_The records:_
^^^^^^^^
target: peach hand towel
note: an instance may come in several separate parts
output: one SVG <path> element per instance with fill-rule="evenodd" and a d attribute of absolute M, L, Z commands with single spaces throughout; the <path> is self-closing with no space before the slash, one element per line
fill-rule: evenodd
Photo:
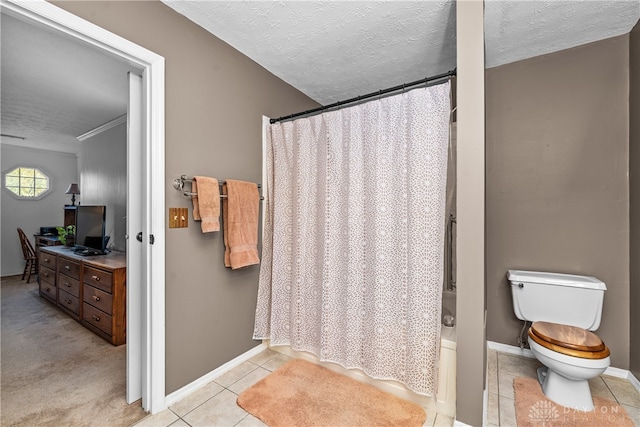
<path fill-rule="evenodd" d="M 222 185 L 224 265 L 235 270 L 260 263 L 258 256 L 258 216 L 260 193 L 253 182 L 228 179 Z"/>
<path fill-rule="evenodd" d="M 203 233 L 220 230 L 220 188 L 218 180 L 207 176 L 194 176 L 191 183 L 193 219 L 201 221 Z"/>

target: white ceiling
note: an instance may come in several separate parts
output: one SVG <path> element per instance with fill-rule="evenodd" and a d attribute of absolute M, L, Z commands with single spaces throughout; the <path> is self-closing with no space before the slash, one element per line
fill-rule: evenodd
^^^^^^^^
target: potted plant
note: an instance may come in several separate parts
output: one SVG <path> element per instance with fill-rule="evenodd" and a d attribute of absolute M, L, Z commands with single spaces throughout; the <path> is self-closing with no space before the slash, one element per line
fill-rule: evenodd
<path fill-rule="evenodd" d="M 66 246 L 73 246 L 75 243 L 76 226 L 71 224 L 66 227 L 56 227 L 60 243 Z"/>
^^^^^^^^
_Exercise description:_ Tell how many lines of the data above hold the string "target". The number alone is the answer.

_Written solution:_ 3